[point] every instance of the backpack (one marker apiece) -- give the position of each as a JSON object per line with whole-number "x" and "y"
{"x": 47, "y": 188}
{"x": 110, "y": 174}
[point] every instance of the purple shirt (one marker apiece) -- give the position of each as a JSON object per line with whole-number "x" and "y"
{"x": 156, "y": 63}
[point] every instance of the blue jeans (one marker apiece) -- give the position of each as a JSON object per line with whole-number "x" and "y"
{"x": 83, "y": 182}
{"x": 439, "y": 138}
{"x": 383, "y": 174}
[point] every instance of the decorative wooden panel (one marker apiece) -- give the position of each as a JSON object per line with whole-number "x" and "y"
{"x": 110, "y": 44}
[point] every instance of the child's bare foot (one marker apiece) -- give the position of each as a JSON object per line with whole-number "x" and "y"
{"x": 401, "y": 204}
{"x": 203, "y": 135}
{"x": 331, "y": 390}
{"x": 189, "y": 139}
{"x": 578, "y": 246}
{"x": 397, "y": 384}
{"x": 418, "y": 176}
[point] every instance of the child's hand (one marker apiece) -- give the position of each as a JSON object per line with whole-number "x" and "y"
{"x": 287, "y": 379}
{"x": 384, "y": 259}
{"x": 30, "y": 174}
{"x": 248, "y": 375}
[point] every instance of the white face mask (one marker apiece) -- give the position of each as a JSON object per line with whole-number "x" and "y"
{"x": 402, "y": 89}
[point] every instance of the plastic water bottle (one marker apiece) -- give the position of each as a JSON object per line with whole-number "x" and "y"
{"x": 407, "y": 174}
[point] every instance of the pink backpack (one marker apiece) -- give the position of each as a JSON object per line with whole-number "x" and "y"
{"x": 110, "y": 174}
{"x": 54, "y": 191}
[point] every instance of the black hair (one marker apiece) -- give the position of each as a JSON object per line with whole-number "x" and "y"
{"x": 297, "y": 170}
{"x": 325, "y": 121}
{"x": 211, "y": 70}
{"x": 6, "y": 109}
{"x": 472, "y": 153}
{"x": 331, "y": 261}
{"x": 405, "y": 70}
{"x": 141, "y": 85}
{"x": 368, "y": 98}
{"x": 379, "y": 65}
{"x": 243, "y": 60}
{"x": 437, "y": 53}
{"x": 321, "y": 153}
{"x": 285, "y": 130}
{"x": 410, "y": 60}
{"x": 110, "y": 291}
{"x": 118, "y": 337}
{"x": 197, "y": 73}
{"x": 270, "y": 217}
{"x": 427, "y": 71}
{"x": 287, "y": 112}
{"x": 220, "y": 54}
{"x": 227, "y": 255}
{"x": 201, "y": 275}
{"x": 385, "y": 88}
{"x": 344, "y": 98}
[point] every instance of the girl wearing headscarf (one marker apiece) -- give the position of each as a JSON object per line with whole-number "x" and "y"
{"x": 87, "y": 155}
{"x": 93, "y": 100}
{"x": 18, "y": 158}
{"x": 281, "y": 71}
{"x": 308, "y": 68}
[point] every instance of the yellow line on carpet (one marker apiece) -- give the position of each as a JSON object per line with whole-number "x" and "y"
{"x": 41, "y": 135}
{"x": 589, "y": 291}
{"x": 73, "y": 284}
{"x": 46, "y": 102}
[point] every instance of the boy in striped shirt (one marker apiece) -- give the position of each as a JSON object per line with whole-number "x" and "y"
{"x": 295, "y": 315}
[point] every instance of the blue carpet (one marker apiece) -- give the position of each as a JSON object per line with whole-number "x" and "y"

▬▬▬▬▬▬

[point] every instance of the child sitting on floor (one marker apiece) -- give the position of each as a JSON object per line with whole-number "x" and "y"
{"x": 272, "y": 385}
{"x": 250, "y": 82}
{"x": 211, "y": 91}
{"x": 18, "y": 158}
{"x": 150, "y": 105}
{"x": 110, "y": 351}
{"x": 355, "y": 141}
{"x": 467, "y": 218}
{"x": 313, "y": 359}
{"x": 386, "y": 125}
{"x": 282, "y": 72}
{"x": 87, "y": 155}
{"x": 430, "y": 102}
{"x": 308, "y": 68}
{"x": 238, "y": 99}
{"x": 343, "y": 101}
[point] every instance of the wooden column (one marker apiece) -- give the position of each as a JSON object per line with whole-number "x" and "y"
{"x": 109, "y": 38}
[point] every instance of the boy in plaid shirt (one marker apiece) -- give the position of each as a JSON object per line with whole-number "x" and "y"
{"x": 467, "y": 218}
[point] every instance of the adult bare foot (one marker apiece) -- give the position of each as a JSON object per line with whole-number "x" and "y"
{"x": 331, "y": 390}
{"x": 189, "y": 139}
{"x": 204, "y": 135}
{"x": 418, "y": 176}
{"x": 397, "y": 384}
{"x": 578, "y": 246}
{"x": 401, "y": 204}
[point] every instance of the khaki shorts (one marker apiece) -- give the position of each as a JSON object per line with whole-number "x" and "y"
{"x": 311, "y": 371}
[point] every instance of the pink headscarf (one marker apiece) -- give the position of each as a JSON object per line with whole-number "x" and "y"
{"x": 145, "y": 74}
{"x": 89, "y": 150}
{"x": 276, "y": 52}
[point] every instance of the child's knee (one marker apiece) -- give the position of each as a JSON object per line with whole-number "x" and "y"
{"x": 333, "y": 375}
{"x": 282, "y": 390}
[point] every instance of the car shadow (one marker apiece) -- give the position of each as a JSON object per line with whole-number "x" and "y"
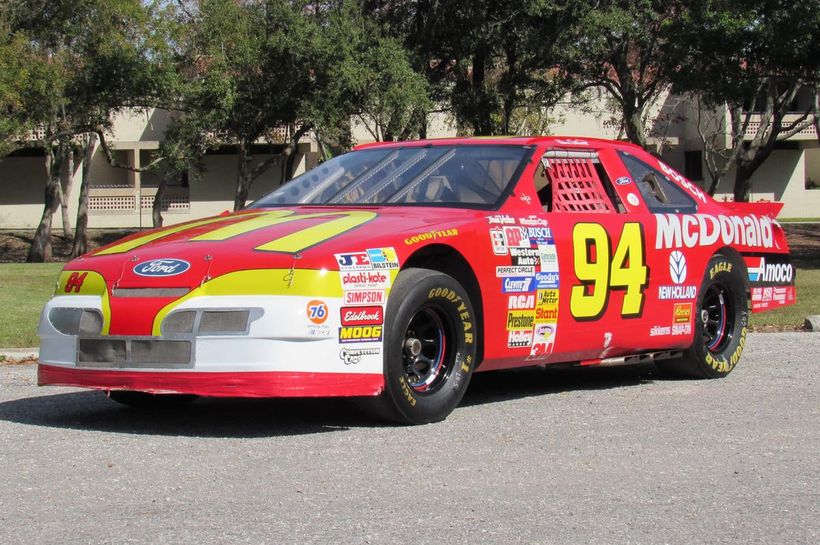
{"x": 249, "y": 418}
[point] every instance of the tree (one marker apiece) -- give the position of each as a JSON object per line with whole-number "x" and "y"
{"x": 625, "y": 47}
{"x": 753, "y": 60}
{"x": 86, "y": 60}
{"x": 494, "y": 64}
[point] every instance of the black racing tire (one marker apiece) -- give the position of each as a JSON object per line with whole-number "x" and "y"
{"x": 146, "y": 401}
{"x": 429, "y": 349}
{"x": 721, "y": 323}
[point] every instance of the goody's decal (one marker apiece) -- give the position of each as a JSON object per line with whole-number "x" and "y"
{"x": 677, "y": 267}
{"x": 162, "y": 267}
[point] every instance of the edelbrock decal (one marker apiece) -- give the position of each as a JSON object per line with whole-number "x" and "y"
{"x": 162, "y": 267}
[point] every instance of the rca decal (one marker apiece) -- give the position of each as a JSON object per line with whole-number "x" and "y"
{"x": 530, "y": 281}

▬▬▬▬▬▬

- Exercise prompt: Present the lines from the one containing "[point] every instance of the boy in striped" up to and including the one containing "[point] every instance of the blue carpet" as a Markdown table with the columns No and Line. Number each line and leave out any blank lines.

- Correct result:
| No | Line |
|---|---|
| 1 | [point] every instance of the boy in striped shirt (one marker apiece) -- give the position of each as a JSON object per line with whole-number "x" and "y" |
| 2 | {"x": 295, "y": 315} |
| 3 | [point] every instance of the blue carpet (one marker apiece) -- give the position of each as a JSON object per line with whole-number "x" and "y" |